[[ Task input, beginning ]]

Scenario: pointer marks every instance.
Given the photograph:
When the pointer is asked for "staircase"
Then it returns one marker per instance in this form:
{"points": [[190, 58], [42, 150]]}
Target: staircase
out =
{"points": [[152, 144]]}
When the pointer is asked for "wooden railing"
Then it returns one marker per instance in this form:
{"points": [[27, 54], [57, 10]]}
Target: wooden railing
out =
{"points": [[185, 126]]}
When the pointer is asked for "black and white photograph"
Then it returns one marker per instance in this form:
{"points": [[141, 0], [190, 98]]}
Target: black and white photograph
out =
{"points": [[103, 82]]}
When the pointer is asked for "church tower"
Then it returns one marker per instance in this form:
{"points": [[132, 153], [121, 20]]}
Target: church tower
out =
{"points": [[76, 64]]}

[[ Task input, end ]]

> _Aim of the exercise_:
The expected response reproduces all of the data precisely.

> _Output for this task_:
Scenario: pointer marks every instance.
Given the photograph:
When the pointer is asked for "staircase"
Then it returns one marker per instance in this form:
{"points": [[190, 58], [42, 150]]}
Target: staircase
out =
{"points": [[152, 144]]}
When the pointer is asked for "wooden railing"
Then it returns one marker per instance in this form:
{"points": [[27, 54], [57, 10]]}
Target: wooden railing
out =
{"points": [[185, 126]]}
When the pointer is asked for "black and white photograph"
Then it returns one marker per instance in this form:
{"points": [[141, 0], [190, 98]]}
Target: black and white photograph
out =
{"points": [[103, 82]]}
When the pointer is asked for "church tower"
Then it returns one marker per instance in this form:
{"points": [[132, 153], [121, 20]]}
Target: church tower
out =
{"points": [[76, 64]]}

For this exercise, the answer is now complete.